*** Opening of Record extracts ***

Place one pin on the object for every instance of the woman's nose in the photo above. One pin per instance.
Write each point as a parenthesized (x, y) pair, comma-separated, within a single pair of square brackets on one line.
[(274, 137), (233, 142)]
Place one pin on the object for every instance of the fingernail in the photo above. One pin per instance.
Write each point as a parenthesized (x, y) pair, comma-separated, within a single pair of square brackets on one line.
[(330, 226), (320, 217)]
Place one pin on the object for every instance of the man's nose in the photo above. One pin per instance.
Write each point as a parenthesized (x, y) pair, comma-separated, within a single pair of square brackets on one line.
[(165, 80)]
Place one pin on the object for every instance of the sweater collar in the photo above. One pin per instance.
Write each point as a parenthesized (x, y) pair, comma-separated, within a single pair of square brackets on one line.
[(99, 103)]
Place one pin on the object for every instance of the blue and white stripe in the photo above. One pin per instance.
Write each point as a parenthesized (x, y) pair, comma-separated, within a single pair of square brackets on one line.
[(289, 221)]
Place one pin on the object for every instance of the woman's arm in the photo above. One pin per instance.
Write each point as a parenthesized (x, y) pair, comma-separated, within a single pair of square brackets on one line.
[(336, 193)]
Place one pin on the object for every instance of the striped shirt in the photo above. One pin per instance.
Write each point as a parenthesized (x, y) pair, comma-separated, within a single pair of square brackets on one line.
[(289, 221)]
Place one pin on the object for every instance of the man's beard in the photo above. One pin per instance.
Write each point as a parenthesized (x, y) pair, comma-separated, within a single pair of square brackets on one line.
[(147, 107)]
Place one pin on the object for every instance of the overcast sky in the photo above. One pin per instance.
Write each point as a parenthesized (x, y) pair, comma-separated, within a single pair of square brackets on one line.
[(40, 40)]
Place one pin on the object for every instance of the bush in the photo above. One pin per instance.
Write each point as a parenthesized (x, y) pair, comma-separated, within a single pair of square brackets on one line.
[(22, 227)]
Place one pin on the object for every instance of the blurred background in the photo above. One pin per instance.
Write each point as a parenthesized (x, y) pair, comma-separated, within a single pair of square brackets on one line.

*** Close of Record extracts ***

Only lines that include "woman" belong in the answer; return them from the entries above.

**Your response**.
Place one pin on the object for every instance of the woman's nose in the photo above. One pin per instance.
Place one pin on the object for every instance of the woman's arm in the photo above. One pin per instance.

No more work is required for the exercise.